(Records for the exercise)
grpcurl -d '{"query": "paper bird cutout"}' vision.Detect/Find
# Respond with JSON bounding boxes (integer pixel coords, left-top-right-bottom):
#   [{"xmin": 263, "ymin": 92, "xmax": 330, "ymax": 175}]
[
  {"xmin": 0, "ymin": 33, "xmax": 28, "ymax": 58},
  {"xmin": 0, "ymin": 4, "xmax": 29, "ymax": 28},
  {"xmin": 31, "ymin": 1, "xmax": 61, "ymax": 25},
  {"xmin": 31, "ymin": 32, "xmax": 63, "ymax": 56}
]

(Short exercise)
Reproduce every line of the entries above verbatim, with no alterations.

(Answer)
grpcurl -d '{"query": "paper bird cutout"}' vision.Detect/Find
# Respond with JSON bounding boxes (integer pixel coords, left-top-right-bottom):
#   [{"xmin": 263, "ymin": 92, "xmax": 330, "ymax": 175}]
[
  {"xmin": 0, "ymin": 33, "xmax": 28, "ymax": 58},
  {"xmin": 0, "ymin": 4, "xmax": 29, "ymax": 28},
  {"xmin": 31, "ymin": 1, "xmax": 61, "ymax": 25},
  {"xmin": 31, "ymin": 32, "xmax": 63, "ymax": 56}
]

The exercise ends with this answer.